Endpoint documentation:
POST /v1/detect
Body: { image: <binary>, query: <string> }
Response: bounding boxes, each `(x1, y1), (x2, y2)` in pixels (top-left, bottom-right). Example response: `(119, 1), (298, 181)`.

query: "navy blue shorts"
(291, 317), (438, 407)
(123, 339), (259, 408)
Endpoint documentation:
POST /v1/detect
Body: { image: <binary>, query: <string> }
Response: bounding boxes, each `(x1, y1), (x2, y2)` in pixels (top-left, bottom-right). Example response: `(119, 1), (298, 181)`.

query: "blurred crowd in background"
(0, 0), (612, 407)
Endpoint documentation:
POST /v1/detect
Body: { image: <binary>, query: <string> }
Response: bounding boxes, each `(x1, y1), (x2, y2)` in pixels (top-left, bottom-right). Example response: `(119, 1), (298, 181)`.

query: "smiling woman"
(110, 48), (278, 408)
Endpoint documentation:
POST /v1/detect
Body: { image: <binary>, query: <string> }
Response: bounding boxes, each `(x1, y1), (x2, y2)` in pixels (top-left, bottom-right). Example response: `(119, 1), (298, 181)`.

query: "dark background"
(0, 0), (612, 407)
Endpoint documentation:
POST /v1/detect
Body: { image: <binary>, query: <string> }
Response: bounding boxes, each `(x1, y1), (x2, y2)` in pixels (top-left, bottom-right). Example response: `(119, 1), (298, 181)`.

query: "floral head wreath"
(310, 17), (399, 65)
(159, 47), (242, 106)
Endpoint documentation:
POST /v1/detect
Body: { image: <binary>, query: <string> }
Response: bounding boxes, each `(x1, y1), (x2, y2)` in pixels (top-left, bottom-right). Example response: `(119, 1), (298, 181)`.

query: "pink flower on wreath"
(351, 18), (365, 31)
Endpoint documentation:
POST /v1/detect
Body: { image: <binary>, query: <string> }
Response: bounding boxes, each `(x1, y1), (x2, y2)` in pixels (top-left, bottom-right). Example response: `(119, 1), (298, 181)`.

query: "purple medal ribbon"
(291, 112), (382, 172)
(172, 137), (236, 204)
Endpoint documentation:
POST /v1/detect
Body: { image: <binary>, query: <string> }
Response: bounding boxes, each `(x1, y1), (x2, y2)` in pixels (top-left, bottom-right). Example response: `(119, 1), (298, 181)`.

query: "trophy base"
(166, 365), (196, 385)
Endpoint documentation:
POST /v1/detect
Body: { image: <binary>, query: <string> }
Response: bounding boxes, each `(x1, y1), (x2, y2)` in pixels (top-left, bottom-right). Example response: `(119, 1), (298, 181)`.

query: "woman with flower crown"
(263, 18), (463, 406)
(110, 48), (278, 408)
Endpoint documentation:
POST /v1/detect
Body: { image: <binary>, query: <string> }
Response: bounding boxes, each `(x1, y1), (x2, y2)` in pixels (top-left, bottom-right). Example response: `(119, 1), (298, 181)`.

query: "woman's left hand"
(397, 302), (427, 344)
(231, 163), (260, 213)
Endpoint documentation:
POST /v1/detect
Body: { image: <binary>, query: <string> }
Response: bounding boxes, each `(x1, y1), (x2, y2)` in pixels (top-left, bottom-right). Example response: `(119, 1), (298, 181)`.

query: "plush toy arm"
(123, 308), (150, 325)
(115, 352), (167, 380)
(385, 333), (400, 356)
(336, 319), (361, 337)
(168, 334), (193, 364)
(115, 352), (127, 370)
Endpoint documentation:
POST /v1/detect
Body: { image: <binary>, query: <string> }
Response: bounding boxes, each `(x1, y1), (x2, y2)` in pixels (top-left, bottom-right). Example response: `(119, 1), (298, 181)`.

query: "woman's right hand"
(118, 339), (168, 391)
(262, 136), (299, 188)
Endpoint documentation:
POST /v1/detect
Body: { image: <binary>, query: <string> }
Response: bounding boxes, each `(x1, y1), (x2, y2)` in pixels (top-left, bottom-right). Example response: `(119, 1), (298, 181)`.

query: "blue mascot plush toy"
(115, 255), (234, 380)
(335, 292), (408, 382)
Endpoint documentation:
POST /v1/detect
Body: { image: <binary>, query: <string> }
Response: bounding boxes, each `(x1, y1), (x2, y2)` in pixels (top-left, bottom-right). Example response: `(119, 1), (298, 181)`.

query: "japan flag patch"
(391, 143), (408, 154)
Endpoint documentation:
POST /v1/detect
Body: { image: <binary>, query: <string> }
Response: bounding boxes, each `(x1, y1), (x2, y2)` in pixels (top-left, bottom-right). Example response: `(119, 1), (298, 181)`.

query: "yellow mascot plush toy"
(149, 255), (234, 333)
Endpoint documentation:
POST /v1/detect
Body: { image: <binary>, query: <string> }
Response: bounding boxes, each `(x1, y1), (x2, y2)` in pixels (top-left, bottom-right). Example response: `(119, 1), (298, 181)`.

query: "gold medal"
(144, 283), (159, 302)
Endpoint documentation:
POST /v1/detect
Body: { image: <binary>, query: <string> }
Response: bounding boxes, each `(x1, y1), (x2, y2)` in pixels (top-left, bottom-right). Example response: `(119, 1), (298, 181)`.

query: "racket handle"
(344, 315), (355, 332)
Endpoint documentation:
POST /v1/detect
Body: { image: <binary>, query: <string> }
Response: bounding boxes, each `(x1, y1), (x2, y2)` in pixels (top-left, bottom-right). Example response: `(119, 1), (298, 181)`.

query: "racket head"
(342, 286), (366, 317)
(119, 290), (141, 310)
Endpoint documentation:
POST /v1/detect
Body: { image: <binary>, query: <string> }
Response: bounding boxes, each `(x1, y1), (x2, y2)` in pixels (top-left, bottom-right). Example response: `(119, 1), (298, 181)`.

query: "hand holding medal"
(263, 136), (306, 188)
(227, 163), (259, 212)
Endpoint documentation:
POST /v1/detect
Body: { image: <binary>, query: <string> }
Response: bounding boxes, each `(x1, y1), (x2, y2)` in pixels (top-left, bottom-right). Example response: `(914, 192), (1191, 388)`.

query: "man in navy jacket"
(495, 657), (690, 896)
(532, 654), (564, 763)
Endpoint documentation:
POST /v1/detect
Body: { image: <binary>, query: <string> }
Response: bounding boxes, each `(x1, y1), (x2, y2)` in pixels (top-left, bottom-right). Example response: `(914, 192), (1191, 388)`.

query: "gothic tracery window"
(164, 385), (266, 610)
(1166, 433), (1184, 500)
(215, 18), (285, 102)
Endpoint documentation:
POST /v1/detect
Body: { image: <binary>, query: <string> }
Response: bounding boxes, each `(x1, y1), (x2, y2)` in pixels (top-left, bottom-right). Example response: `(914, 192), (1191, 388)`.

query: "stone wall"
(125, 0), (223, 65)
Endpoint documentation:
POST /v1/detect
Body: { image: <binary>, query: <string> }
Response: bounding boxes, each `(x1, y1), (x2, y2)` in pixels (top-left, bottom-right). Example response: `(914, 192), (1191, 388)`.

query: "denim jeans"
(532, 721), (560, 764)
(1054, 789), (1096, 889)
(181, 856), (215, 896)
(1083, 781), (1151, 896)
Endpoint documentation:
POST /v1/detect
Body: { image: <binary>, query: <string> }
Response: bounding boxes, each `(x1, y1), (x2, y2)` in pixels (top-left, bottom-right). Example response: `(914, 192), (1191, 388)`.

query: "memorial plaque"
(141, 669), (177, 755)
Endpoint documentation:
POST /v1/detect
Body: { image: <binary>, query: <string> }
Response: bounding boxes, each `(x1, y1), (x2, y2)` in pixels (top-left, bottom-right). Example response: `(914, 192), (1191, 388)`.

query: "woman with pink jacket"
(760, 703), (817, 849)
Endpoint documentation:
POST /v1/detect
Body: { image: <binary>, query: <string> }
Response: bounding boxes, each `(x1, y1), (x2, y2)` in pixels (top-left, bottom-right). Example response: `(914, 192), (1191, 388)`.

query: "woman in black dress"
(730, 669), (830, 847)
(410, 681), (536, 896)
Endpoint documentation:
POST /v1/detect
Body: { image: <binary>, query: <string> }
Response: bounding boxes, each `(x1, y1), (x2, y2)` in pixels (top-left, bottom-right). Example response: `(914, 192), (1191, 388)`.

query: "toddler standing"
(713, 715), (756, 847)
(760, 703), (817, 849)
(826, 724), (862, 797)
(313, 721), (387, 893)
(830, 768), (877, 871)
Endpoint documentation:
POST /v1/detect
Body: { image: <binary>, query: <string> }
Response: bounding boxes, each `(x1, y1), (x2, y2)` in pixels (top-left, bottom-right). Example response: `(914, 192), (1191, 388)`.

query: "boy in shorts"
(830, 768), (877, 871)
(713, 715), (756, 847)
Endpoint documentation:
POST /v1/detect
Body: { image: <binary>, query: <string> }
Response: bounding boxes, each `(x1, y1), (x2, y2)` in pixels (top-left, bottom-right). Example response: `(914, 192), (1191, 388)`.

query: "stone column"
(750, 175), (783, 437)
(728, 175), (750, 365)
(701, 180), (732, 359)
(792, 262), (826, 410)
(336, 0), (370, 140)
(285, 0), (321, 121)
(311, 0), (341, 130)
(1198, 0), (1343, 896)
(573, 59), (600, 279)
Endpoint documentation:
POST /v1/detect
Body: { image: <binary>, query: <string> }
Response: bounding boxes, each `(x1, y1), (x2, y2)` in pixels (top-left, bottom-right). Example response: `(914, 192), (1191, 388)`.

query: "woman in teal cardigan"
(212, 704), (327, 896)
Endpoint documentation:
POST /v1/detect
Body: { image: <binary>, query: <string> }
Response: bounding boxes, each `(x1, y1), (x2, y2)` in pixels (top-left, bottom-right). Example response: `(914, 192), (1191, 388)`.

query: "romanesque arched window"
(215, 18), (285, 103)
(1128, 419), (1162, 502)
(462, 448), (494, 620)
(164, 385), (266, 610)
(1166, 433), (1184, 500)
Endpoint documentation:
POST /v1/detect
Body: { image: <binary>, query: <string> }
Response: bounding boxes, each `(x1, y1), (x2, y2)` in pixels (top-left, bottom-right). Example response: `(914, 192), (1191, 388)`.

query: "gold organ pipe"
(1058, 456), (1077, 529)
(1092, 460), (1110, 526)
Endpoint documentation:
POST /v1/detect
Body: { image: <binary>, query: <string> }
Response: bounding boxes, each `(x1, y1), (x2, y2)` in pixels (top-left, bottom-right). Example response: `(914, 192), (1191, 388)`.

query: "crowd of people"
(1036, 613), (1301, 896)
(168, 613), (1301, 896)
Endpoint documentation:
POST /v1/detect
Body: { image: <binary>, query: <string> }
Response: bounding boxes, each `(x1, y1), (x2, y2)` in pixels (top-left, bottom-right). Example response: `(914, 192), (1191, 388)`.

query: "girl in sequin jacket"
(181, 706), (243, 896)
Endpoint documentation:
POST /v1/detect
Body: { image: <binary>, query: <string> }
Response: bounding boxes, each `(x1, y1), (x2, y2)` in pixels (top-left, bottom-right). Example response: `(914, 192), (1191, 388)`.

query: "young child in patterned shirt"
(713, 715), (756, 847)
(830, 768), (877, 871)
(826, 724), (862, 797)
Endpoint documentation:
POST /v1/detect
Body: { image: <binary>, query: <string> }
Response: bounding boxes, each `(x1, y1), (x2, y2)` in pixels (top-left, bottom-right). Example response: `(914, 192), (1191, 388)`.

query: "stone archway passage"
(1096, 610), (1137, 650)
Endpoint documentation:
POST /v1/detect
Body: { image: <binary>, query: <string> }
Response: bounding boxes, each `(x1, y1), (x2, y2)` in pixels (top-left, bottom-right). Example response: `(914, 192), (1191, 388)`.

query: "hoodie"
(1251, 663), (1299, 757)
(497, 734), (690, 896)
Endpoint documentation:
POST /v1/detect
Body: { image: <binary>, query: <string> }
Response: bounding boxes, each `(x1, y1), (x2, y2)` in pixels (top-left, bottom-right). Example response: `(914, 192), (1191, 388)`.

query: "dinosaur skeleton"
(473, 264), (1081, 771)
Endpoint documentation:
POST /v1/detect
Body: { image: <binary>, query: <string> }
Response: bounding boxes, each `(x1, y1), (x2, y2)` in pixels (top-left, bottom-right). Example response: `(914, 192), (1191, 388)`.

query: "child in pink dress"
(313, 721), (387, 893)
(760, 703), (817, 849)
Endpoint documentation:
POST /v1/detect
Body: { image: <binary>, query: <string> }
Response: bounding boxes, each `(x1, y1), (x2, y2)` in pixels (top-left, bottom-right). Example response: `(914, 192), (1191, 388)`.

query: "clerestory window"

==================================================

PROBLEM TO SOLVE.
Recast the stretch from the start of the records through the line containing "(166, 365), (196, 385)" as a Markdown table with the columns Row and Line. Number each row, give its line, and leave out blank lines.

EXERCISE RESPONSE.
| Row | Line |
|---|---|
| 1 | Endpoint documentation: |
| 2 | POST /v1/detect |
| 3 | Body: { image: <binary>, query: <string> } |
| 4 | Response: bounding boxes, each `(x1, y1), (x2, y2)` in pixels (top-left, bottom-right). Example response: `(119, 1), (298, 181)`. |
| 5 | query: "navy blue shorts" |
| 6 | (291, 317), (438, 407) |
| 7 | (123, 339), (259, 408) |
| 8 | Endpoint documentation: |
| 9 | POST /v1/detect |
| 10 | Body: { image: <binary>, query: <string> } |
| 11 | Response: bounding boxes, each `(x1, y1), (x2, y2)` in pixels (top-left, bottom-right). Example response: `(119, 1), (298, 181)`. |
| 12 | query: "blurred crowd in background" |
| 13 | (0, 0), (612, 407) |
| 14 | Endpoint documentation: |
| 15 | POST /v1/detect |
| 16 | Body: { image: <binary>, query: <string> } |
| 17 | Response: bounding boxes, each `(x1, y1), (x2, y2)` in pixels (top-left, bottom-right). Example response: `(119, 1), (298, 181)`. |
| 18 | query: "smiling woman" |
| 19 | (110, 48), (278, 408) |
| 20 | Endpoint documentation: |
| 21 | POST /v1/detect |
| 22 | Body: { image: <binary>, query: <string> } |
| 23 | Response: bounding boxes, each `(x1, y1), (x2, y2)` in pixels (top-left, bottom-right). Example response: `(119, 1), (298, 181)`. |
| 24 | query: "dark background" |
| 25 | (0, 0), (612, 407) |
| 26 | Endpoint documentation: |
| 27 | POST /v1/detect |
| 28 | Body: { image: <binary>, query: <string> } |
| 29 | Response: bounding boxes, each `(x1, y1), (x2, y2)` in pixels (top-left, bottom-right). Example response: `(119, 1), (298, 181)`. |
| 30 | query: "floral head wreath" |
| 31 | (310, 17), (399, 65) |
| 32 | (159, 47), (242, 106) |
| 33 | Endpoint documentation: |
| 34 | POST /v1/detect |
| 35 | Body: { image: <binary>, query: <string> } |
| 36 | Response: bounding boxes, each `(x1, y1), (x2, y2)` in pixels (top-left, bottom-right). Example response: `(119, 1), (298, 181)`. |
| 37 | query: "pink flower on wreath" |
| 38 | (351, 18), (365, 31) |
| 39 | Endpoint documentation: |
| 40 | POST /v1/detect |
| 41 | Body: { image: <binary>, query: <string> } |
| 42 | Response: bounding boxes, each `(x1, y1), (x2, y2)` in pixels (top-left, bottom-right). Example response: `(119, 1), (298, 181)`. |
| 43 | query: "purple medal ribbon" |
| 44 | (291, 112), (382, 172) |
| 45 | (172, 137), (236, 204) |
| 46 | Endpoint documentation: |
| 47 | POST /v1/detect |
| 48 | Body: { image: <binary>, query: <string> } |
| 49 | Response: bounding boxes, each `(x1, y1), (x2, y2)` in pixels (top-left, bottom-right). Example response: `(119, 1), (298, 181)`. |
| 50 | query: "trophy base" |
| 51 | (166, 365), (196, 385) |